REQUIRED WORK: Reproduce all of the records below, swapping "Reviewer note" for "Annotator note" and changing nothing else; leave out the pictures.

--- --- ---

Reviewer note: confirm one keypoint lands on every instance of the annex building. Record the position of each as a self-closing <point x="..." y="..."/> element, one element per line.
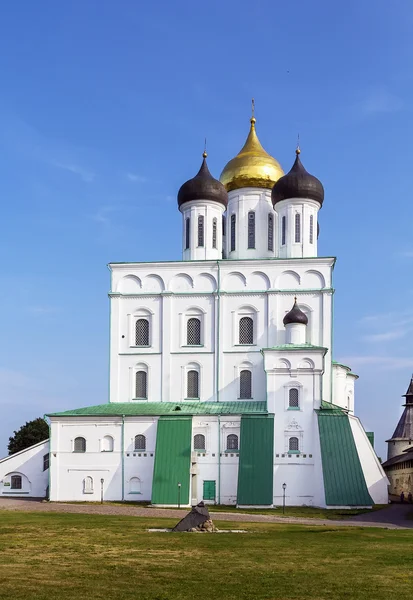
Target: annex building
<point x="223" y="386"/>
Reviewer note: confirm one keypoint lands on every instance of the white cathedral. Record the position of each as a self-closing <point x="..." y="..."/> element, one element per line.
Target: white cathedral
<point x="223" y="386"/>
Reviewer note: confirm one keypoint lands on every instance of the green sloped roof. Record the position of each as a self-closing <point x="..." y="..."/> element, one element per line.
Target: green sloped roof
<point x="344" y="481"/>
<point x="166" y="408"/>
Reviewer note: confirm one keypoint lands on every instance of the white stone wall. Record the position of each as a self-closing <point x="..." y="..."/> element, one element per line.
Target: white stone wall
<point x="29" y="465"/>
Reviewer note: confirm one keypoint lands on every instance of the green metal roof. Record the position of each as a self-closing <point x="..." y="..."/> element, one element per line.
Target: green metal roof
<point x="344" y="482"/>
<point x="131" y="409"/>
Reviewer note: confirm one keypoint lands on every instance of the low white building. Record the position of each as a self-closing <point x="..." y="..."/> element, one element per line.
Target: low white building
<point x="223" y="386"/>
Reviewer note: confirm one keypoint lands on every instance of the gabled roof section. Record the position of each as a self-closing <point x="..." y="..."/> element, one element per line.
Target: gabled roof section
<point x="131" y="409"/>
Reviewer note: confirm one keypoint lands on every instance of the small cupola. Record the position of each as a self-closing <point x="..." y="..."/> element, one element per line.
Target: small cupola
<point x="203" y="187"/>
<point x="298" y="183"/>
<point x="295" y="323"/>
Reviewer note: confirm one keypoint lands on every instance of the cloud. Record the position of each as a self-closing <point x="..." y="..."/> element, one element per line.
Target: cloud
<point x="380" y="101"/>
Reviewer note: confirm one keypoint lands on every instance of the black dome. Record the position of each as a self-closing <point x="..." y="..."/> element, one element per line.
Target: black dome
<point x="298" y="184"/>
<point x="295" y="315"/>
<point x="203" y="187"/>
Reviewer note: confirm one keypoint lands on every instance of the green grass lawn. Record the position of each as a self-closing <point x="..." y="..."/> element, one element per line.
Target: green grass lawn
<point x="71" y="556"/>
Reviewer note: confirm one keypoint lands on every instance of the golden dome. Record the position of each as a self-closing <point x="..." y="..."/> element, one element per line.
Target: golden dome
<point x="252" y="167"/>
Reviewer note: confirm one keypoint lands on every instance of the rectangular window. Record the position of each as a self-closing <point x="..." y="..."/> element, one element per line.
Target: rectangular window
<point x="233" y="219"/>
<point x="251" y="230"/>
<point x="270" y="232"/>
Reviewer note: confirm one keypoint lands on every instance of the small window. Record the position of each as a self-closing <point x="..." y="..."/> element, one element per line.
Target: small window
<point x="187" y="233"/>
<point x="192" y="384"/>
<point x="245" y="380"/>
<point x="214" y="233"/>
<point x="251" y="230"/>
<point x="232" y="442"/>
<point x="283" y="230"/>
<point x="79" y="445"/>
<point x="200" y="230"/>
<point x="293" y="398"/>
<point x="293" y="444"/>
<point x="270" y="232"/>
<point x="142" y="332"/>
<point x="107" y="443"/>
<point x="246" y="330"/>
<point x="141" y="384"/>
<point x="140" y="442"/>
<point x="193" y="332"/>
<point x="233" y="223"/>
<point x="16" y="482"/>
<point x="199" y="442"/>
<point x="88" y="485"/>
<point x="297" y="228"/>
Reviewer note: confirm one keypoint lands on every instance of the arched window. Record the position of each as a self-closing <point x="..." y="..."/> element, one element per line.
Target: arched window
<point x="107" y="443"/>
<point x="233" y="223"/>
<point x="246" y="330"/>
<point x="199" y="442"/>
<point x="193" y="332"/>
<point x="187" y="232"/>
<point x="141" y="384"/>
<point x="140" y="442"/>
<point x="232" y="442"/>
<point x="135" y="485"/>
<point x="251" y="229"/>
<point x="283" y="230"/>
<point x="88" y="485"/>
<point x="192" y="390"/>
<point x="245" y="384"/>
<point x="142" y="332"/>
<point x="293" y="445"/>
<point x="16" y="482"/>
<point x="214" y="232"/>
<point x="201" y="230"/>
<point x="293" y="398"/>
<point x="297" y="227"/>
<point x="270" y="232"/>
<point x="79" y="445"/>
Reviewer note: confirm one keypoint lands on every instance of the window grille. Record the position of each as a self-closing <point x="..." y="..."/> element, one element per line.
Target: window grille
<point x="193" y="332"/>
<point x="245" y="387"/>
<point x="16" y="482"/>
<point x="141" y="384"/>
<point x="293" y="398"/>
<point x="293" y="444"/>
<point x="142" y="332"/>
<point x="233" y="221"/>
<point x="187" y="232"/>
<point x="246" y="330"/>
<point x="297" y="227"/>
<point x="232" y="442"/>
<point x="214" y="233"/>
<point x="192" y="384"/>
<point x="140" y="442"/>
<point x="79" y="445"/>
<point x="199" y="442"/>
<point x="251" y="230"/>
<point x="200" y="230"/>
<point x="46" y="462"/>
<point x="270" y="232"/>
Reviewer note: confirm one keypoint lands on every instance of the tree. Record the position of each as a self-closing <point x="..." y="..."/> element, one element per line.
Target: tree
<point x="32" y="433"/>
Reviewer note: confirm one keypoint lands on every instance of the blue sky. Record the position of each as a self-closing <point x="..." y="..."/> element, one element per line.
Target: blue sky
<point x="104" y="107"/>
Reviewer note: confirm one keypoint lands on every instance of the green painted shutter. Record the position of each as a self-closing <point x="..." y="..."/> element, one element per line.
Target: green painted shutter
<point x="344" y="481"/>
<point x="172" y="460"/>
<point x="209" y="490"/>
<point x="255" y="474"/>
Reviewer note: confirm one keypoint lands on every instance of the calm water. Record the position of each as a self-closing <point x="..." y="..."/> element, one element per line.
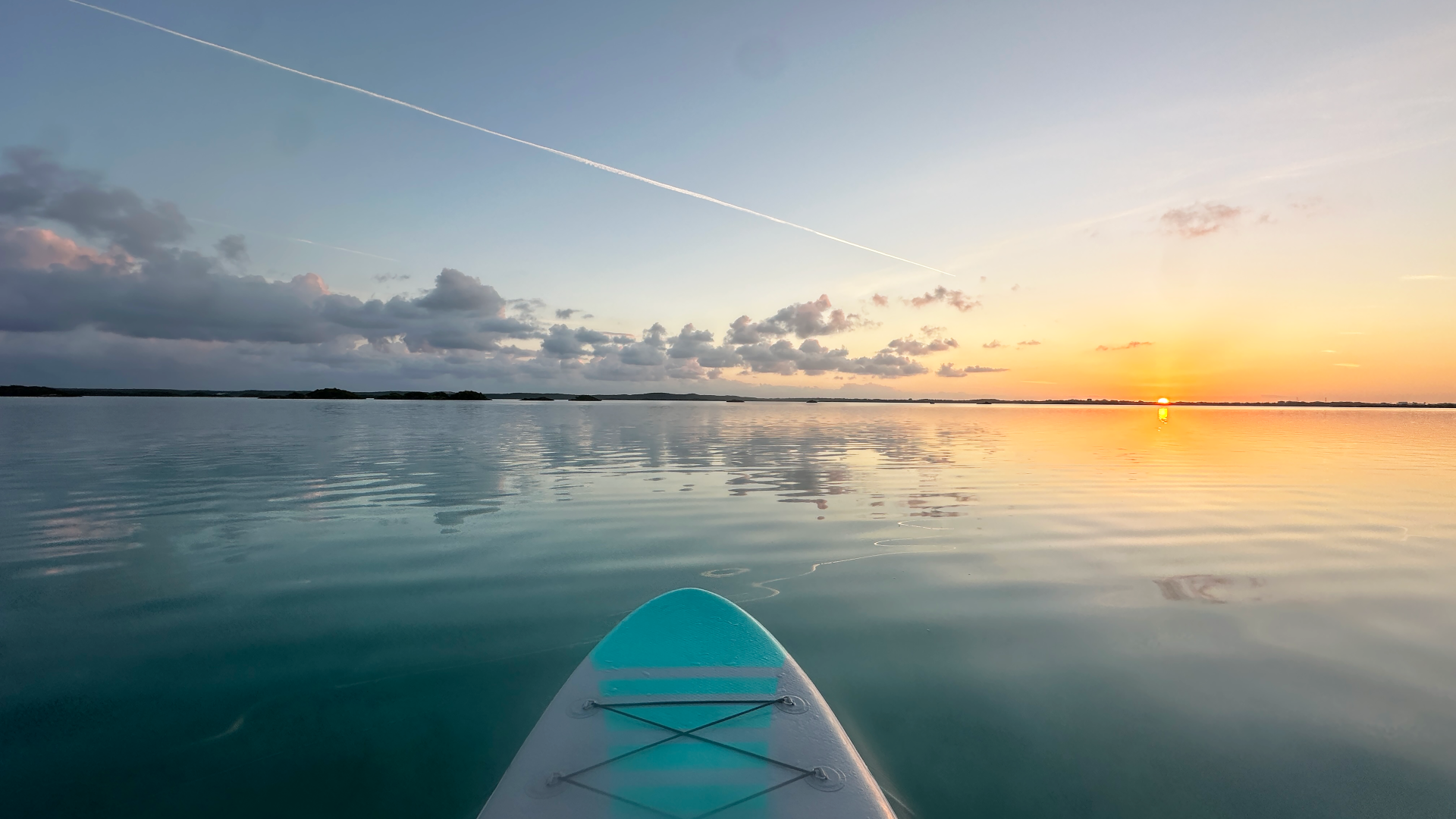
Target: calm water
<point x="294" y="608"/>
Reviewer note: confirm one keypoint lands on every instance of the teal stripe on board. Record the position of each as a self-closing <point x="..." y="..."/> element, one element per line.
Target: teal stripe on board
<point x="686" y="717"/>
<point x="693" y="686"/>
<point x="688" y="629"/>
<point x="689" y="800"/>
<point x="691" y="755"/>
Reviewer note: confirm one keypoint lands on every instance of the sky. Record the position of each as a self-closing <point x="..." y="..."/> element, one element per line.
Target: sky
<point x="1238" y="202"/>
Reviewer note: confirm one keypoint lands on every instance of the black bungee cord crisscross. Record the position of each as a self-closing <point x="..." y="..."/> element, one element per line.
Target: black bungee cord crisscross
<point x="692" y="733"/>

--- --- ---

COMPLETED EXERCISE:
Annotator note: confirm one keypoint lands on every instance of the annex building. Record the position of each as a self-closing <point x="..." y="..."/> element, one element per line.
Target: annex building
<point x="223" y="386"/>
Annotator note: confirm one keypoint lands on every instance of the white cathedral. Record the position of each as a self-closing <point x="..." y="..."/> element, one element per line.
Target: white cathedral
<point x="223" y="386"/>
Annotator note: confirm one keypoint lands on every instance of the green sloped roof. Record the position of each as a self-closing <point x="..." y="..."/> element, one element per line.
Target: green sloped roof
<point x="344" y="481"/>
<point x="166" y="408"/>
Annotator note: confirm one keypoint lands on every instance of the white stone wall. Record the position of each as a self-closing <point x="..." y="..."/> element, one element per line.
Target: white stone wall
<point x="29" y="465"/>
Annotator note: confirm one keypoint lands on every instance of the green metal roof. Record the position of each as a self-closing <point x="..." y="..."/> element, one element per line.
Target: green metal roof
<point x="344" y="482"/>
<point x="131" y="409"/>
Annotator note: confirm one keypoint lands on every instance of the low white building. Record the position of each as a self-closing <point x="..." y="..."/> element, one element per line.
Target: low white building
<point x="223" y="386"/>
Annotator note: confirm one keypoint lands on every instance of the gabled roof section. Record the position of each as a self-closing <point x="..." y="..."/> element, one element per line.
Target: gabled roof section
<point x="131" y="409"/>
Annotator note: confirm one keypoint lands on every instance of the small cupola. Record the position of each as a self-closing <point x="..." y="..."/> element, one element per line.
Target: small cupola
<point x="203" y="187"/>
<point x="298" y="183"/>
<point x="295" y="323"/>
Annotator note: confirm one keypoint lands on every instance of the cloud. Record the position of each as a self-closing <point x="..." y="..."/> element, one element per line.
Target: cloud
<point x="380" y="101"/>
Annotator note: confirm one keypoint lands on every instance of the black dome. Record the position of each as a self-closing <point x="..." y="..."/> element, one element per line.
Target: black dome
<point x="298" y="184"/>
<point x="295" y="315"/>
<point x="203" y="187"/>
Annotator note: confirm one keypoint lands on every instance of the green grass lawn. Record the position of each as a self-closing <point x="..." y="..."/> element, one element per line.
Target: green grass lawn
<point x="71" y="556"/>
Annotator note: confirm one keypoint lands on every instance of the golden dome. Record the position of each as a self-closing <point x="..." y="..."/> element, one element per line.
Target: golden dome
<point x="252" y="167"/>
Annotator note: confirm one keypoint lands on every instance of the rectangular window. Record the position of each as a self-closing <point x="..." y="..."/> element, one element per line.
Target: rectangular window
<point x="233" y="219"/>
<point x="251" y="230"/>
<point x="270" y="232"/>
Annotator note: confirm one keypoint lands on every instance of the small window. Record the position of each as a self-closing <point x="..." y="..."/> element, one element per line.
Target: small window
<point x="187" y="233"/>
<point x="192" y="384"/>
<point x="245" y="380"/>
<point x="214" y="233"/>
<point x="251" y="230"/>
<point x="232" y="442"/>
<point x="283" y="230"/>
<point x="79" y="445"/>
<point x="200" y="230"/>
<point x="293" y="398"/>
<point x="293" y="444"/>
<point x="270" y="232"/>
<point x="142" y="332"/>
<point x="107" y="443"/>
<point x="246" y="330"/>
<point x="141" y="384"/>
<point x="140" y="442"/>
<point x="193" y="332"/>
<point x="233" y="223"/>
<point x="16" y="482"/>
<point x="199" y="442"/>
<point x="88" y="485"/>
<point x="297" y="228"/>
Annotator note: confirm one keypoint lands on every instance of the arched window. Record the position of each as a self-closing <point x="..." y="..."/> element, one element per line.
Target: arched window
<point x="107" y="443"/>
<point x="233" y="223"/>
<point x="246" y="330"/>
<point x="199" y="442"/>
<point x="193" y="332"/>
<point x="187" y="232"/>
<point x="141" y="384"/>
<point x="140" y="442"/>
<point x="232" y="442"/>
<point x="135" y="485"/>
<point x="251" y="229"/>
<point x="283" y="230"/>
<point x="88" y="485"/>
<point x="192" y="390"/>
<point x="245" y="384"/>
<point x="142" y="332"/>
<point x="293" y="445"/>
<point x="16" y="482"/>
<point x="214" y="232"/>
<point x="201" y="230"/>
<point x="293" y="398"/>
<point x="297" y="227"/>
<point x="270" y="232"/>
<point x="79" y="445"/>
Annotator note: confirm one keypoint lands on every instance of the window grille. Record the position of each as a self-closing <point x="..." y="..."/> element, one element per line.
Target: window grille
<point x="193" y="332"/>
<point x="245" y="387"/>
<point x="16" y="482"/>
<point x="141" y="384"/>
<point x="293" y="398"/>
<point x="293" y="444"/>
<point x="142" y="332"/>
<point x="233" y="221"/>
<point x="187" y="232"/>
<point x="246" y="330"/>
<point x="297" y="227"/>
<point x="232" y="442"/>
<point x="214" y="233"/>
<point x="192" y="384"/>
<point x="140" y="442"/>
<point x="79" y="445"/>
<point x="199" y="442"/>
<point x="251" y="230"/>
<point x="200" y="230"/>
<point x="46" y="462"/>
<point x="270" y="232"/>
Annotator note: confirm one keypoint lands on every instance of the tree. Record the position of each as a self-closing <point x="..." y="..."/> element, one element per line.
Target: tree
<point x="32" y="433"/>
Annotator note: confirm one keypoint lands on every instance of the blue sky. Record the position of each as a self-closing <point x="..." y="..."/> element, one element per line.
Target: blue sky
<point x="104" y="107"/>
Annotator note: confirm one keypoint lands on every instance of the green painted shutter. Record the position of each as a self-closing <point x="..." y="..."/> element, one element per line.
Target: green painted shutter
<point x="344" y="481"/>
<point x="172" y="460"/>
<point x="209" y="490"/>
<point x="255" y="474"/>
Annotator note: confirm one keypoint lands on every instance of the calm water. Record the position of each as a self-closing <point x="..." y="..."/> element, one element per line.
Target: calm water
<point x="294" y="608"/>
Annotator note: confirm one keypoint lands on every instance of the teal stripe on board. Record the position of each as a self-closing <point x="..." y="..."/> element, one element per line.
Target: teal stripe on board
<point x="686" y="717"/>
<point x="693" y="686"/>
<point x="688" y="629"/>
<point x="689" y="800"/>
<point x="691" y="755"/>
Annotator note: confirm one keypoint lands on every instance of the sky. Record the position of each as a self-closing <point x="..." y="..."/> element, one element per line.
Target: sky
<point x="1238" y="202"/>
Annotator note: confirm one keypoint lands on every instance of the black bungee cord crisscross. Record the position of each as a self-closing <point x="..." y="..."/> element, one element per line.
Target: black bungee cord crisscross
<point x="692" y="733"/>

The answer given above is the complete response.